Rewrite every item below, changing "basketball seams" to "ball seams" wherever it occurs and keeping everything else the same. Omit the pictures from your answer.
------------------------
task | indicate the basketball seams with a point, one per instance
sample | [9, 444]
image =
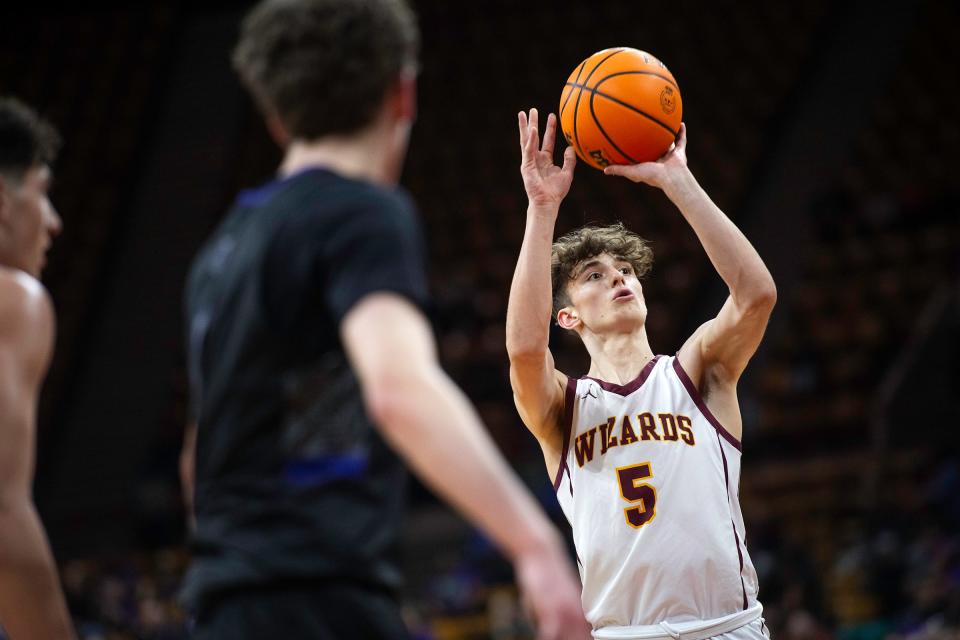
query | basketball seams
[596, 121]
[626, 105]
[577, 79]
[638, 73]
[576, 105]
------------------------
(Result for this exercise):
task | indicate the ball seams with a point, one per instance
sample | [9, 444]
image =
query | ball seams
[596, 121]
[626, 105]
[577, 79]
[638, 73]
[576, 105]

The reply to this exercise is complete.